▸ **Stated problem**
Rewrite everything in the entries below from the line containing "Note to the class: locate the front wheel" down to the line containing "<point>577,166</point>", keeping the note lines unchanged. Offset every x and y coordinate in the points by adding 57.

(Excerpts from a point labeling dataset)

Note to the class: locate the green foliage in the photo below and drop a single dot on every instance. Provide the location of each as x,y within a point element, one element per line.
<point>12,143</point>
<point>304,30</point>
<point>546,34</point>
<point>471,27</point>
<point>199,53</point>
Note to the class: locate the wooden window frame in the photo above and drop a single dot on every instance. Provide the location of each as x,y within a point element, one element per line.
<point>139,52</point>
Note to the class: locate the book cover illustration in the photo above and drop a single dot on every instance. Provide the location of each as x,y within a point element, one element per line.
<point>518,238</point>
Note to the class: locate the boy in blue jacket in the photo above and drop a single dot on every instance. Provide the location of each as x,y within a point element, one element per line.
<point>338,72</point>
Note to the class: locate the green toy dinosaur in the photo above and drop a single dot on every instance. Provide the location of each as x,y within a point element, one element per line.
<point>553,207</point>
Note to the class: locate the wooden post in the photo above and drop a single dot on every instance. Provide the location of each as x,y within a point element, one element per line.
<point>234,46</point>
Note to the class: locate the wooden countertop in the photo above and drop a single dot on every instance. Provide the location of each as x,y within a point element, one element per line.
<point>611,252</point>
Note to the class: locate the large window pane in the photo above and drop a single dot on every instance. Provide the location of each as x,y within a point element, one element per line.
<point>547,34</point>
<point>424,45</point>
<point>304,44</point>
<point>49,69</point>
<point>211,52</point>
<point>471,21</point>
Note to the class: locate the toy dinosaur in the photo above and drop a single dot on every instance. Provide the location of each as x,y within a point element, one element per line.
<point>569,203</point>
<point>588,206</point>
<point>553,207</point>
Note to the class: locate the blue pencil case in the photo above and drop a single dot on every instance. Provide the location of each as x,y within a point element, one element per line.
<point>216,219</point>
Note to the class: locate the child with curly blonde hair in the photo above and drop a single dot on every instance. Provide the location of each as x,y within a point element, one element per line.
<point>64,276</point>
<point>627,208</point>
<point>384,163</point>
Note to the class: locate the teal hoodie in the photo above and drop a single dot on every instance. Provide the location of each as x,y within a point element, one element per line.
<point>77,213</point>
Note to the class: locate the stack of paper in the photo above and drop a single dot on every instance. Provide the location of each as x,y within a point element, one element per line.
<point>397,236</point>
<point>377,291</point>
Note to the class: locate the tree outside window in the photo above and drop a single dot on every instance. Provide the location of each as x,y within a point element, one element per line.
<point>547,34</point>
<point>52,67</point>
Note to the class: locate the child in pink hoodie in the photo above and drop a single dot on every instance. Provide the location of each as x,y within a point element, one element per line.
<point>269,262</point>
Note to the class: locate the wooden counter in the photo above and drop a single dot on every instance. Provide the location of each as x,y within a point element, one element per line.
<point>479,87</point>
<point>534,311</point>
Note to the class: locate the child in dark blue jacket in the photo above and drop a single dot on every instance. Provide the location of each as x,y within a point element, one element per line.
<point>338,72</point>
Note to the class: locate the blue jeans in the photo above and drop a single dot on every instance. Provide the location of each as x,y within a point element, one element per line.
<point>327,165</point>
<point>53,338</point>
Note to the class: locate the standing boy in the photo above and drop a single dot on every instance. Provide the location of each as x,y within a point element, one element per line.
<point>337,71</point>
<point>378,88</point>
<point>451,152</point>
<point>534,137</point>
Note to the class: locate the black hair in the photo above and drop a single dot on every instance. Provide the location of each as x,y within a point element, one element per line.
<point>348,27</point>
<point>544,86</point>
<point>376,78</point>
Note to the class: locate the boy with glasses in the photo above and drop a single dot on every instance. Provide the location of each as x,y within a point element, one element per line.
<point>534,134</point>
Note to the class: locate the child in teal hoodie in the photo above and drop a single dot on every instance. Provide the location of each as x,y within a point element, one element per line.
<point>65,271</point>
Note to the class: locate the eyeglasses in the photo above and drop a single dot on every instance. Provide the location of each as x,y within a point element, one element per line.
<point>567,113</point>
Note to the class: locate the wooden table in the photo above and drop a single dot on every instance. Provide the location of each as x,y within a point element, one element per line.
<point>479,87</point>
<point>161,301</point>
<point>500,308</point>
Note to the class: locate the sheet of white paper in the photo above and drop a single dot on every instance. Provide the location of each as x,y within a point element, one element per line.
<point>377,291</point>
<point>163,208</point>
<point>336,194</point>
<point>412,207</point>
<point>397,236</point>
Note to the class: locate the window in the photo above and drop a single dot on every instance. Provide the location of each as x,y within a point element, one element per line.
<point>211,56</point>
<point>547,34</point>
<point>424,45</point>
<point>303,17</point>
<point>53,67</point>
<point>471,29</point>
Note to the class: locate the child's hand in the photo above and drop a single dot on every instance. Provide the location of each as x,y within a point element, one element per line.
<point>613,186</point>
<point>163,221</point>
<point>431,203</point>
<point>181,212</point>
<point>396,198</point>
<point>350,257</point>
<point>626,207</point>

...

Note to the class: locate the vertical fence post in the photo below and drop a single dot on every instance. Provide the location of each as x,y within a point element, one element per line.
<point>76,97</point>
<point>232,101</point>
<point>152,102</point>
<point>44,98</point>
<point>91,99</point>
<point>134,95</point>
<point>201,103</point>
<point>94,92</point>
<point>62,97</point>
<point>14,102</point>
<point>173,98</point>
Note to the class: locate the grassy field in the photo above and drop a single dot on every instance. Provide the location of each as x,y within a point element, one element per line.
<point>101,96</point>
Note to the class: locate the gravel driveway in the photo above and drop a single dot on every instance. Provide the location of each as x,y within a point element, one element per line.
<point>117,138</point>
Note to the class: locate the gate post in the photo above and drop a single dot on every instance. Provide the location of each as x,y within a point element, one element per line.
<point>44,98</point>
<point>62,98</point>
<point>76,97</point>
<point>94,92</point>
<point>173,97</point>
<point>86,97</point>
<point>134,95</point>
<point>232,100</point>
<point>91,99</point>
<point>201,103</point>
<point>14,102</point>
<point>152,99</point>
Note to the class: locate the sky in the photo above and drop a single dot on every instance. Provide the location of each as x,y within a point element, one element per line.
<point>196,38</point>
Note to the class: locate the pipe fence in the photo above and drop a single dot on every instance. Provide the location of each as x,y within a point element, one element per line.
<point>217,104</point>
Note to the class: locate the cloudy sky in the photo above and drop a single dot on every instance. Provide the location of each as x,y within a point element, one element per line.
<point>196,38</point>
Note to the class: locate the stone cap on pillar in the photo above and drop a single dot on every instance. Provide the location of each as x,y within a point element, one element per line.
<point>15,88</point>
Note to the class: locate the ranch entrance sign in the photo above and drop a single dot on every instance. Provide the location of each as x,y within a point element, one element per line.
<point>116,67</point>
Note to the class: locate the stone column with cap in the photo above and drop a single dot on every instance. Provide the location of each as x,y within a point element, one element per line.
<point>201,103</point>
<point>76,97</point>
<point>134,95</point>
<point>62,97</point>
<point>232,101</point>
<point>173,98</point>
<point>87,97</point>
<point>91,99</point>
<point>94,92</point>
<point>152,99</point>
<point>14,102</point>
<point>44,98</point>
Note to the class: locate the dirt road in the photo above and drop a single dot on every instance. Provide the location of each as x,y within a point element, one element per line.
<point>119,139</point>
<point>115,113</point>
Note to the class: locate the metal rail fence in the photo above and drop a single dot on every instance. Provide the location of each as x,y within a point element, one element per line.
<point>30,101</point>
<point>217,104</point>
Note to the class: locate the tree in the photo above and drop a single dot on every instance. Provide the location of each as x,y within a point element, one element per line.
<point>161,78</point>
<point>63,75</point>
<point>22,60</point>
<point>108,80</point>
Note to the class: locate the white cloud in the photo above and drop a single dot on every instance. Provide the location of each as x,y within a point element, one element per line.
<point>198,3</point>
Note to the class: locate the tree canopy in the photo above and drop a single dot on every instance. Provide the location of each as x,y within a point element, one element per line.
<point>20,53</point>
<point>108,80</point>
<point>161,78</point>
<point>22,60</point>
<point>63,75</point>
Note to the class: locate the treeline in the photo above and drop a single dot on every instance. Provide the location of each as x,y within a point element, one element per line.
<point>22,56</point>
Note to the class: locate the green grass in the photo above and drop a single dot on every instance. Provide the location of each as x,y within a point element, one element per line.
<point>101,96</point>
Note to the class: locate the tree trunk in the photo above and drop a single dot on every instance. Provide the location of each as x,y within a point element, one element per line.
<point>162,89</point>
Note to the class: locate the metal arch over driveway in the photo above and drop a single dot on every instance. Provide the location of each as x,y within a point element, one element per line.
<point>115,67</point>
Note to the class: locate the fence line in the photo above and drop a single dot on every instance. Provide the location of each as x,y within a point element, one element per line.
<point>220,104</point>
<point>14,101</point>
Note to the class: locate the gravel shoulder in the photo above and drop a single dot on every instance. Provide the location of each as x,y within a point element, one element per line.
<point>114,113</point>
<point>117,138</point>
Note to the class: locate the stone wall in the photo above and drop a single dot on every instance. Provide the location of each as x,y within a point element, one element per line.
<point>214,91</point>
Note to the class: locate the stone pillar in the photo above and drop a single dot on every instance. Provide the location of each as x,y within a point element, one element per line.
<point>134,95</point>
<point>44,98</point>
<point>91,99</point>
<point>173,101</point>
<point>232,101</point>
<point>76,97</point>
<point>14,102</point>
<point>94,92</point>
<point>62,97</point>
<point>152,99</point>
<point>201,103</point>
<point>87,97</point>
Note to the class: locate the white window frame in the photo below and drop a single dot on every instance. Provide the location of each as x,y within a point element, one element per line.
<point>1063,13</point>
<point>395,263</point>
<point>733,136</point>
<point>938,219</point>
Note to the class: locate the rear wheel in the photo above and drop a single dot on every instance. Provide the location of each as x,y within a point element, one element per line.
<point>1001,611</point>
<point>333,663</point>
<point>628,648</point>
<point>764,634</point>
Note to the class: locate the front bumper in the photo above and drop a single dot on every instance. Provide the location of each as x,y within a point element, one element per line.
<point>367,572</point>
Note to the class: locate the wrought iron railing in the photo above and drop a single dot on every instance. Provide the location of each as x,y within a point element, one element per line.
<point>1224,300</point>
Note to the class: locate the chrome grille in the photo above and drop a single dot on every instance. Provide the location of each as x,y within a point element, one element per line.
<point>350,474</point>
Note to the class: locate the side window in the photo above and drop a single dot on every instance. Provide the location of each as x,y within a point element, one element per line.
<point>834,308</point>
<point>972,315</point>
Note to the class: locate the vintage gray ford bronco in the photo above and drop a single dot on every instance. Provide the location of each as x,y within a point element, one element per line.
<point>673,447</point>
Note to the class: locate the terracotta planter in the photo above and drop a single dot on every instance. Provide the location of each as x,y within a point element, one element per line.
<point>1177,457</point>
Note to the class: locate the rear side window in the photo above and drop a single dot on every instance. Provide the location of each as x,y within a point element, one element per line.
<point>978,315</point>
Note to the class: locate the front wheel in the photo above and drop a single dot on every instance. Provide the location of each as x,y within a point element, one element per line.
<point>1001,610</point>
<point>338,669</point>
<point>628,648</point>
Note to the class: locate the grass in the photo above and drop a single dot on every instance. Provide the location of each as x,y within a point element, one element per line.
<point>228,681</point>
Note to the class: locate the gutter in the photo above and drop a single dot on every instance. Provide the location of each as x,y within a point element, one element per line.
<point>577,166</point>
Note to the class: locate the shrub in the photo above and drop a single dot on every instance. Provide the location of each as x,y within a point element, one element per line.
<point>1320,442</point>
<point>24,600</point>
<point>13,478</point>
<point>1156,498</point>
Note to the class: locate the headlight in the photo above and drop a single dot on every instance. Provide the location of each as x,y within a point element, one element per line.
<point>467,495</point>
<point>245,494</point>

▸ **Written answer**
Note to the class: locate the front wheel in the photo above and drop a single dot on every instance. Provide the location of each as x,y within a point element, one element per line.
<point>1058,667</point>
<point>395,726</point>
<point>685,705</point>
Note to the class: locate the grass in the photo above and drop a single dot on every instance. Provide the location of each as x,y within a point element, one element per line.
<point>285,738</point>
Note to the class: locate the gutter in the photo above and drop a single dot on every instance. Provide the location of each as x,y within a point element, one element per line.
<point>634,223</point>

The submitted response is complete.